RTCカンファレンスVol.22 『メディアの今後』に行ってきました。
リアルなメディア(新聞)とネットメディア(ネットニュース)とソーシャルメディア(ブログ)の三つ巴の
ゲストを迎えた、これからのメディアについて語る会。
全体的に持った印象は、それぞれがそれぞれの立場で、各メディアの利点、欠点を
良く理解しているということ。それを実践しないのは、それなりのバックグラウンドや
事情があるというだけで、意識としてはほぼ同じと思ってよいんじゃないか。
もちろん、スピーカーの方たちはそのあたり良くご存知の方なのだと思いますが、
それにしても、互いのメディア事情に詳しかった。
業界としては、ゆるやかに「融合」しながら移行していくのは間違いなさそうです。
それぞれの理解が無いと、どっかを買収とか、むりやり合併とかそんな話も生まれそう
ですが、メディア(広告代理店は除きますよ)は過渡期なんだなーと実感しました。
あと、最後のワークで「お悔やみ」を活用した総務アウトソーシングサービスを
藤代さんと議論。そのうちやりましょう。
以下メモです。
1.紙メディアを作ってる人はソーシャルメディアをどうみてる?
(重森さん)
個人的には前向きにやっているほう。
紙の人たちとは温度差が大きい。
見出しは著作権があるとか、著作権問題がある。
日経の記者が、日経の外に出てしまって、いろんなコメントが
つくのは嫌がる。個人的には引用されて何ぼだ。
リアクション、影響力があるという価値がある。
SBMで何百もブックマークされてるほうがモチベーションがわくという
人もちょっとはいる。しかし、営業的な観点からは、
ネットに出して儲かるの?というところが疑問としてある。
ネットの中でもジャーナリズムが回っていく
編集や営業たちをうまく説得できていないというのが現状。
2.紙メディアの絶対的な強みは?
(重森さん)
信頼性。それに尽きる。
編集的には、書いてもらって、デスクが見てリリースするが、
紙は何十の人が見てからでる。

▶ [短い課題 1]
本文のうち、「RTCカンファレンスVol.22 『メディアの今後』に行ってきました。」から「業界としては、ゆるやかに「融合」しながら移行していくのは間違いなさそうです。」までを含めて、一字一句変えずに書き写しなさい。
▶ [短い課題 2]
本文で、重森さんは紙メディアの絶対的な強みを何だと述べているか。
この資料は本文の内容とは関係がありません。

▶ [提供資料]
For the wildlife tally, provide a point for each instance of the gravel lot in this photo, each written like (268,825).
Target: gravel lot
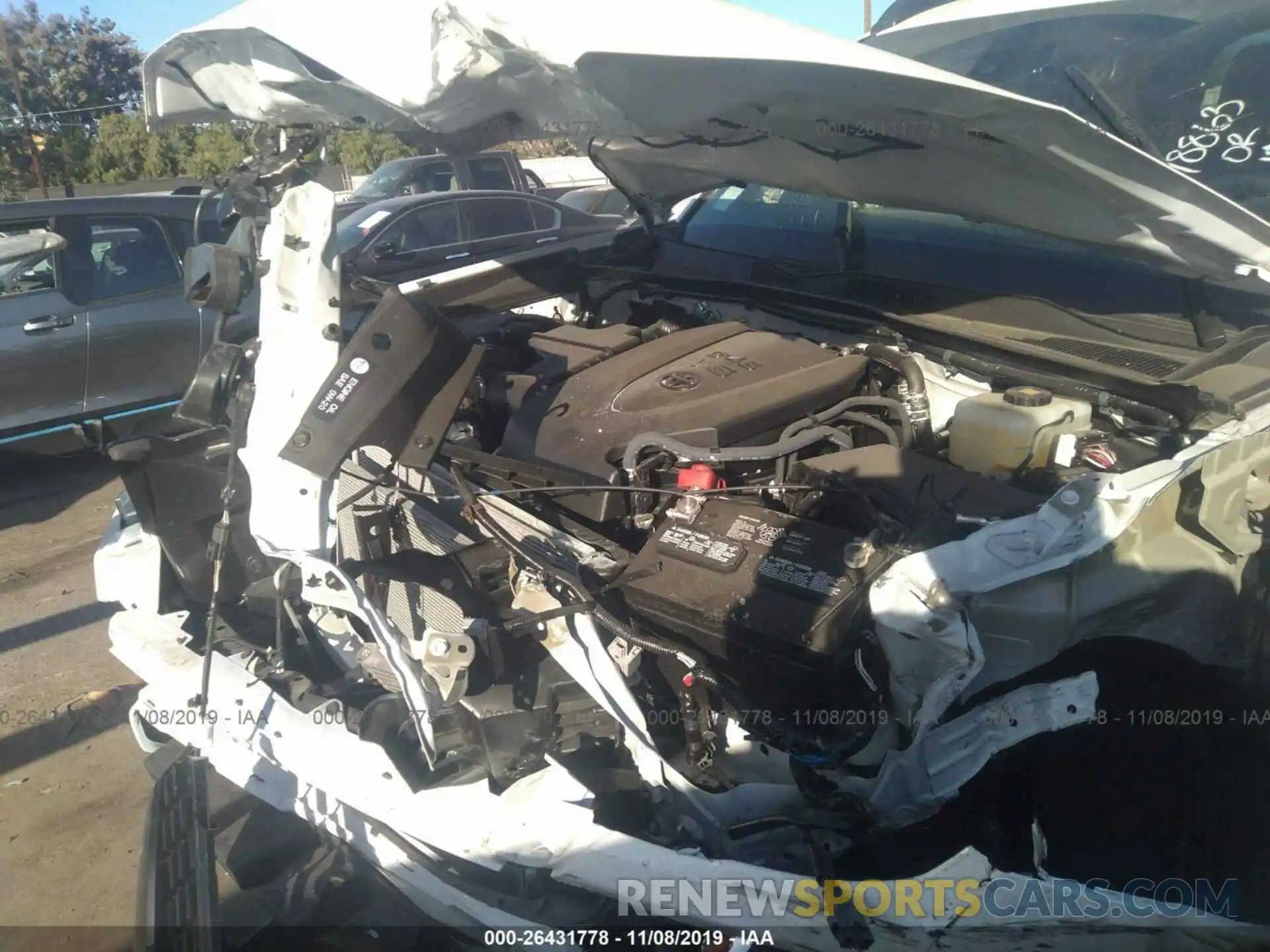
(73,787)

...

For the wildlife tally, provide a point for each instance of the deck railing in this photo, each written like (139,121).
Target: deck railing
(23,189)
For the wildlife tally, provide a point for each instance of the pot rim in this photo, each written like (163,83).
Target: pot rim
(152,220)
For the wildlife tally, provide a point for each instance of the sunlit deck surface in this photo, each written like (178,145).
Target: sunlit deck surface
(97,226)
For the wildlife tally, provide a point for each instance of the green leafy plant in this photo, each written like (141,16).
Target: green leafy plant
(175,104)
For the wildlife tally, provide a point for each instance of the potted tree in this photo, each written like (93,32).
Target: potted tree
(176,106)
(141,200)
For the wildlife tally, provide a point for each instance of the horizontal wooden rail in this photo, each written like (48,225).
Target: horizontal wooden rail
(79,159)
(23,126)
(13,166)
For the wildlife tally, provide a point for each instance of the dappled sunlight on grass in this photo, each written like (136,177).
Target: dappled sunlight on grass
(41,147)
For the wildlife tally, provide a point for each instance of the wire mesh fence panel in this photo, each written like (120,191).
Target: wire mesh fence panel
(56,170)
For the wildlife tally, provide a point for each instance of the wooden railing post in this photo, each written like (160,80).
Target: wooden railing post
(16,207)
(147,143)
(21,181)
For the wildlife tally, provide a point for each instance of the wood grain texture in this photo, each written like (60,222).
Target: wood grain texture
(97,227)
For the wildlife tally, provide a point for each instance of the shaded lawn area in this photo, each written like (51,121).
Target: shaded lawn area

▶ [完全な解答 1]
RTCカンファレンスVol.22 『メディアの今後』に行ってきました。
リアルなメディア(新聞)とネットメディア(ネットニュース)とソーシャルメディア(ブログ)の三つ巴の
ゲストを迎えた、これからのメディアについて語る会。
全体的に持った印象は、それぞれがそれぞれの立場で、各メディアの利点、欠点を
良く理解しているということ。それを実践しないのは、それなりのバックグラウンドや
事情があるというだけで、意識としてはほぼ同じと思ってよいんじゃないか。
もちろん、スピーカーの方たちはそのあたり良くご存知の方なのだと思いますが、
それにしても、互いのメディア事情に詳しかった。
業界としては、ゆるやかに「融合」しながら移行していくのは間違いなさそうです。

▶ [完全な解答 2]
信頼性です。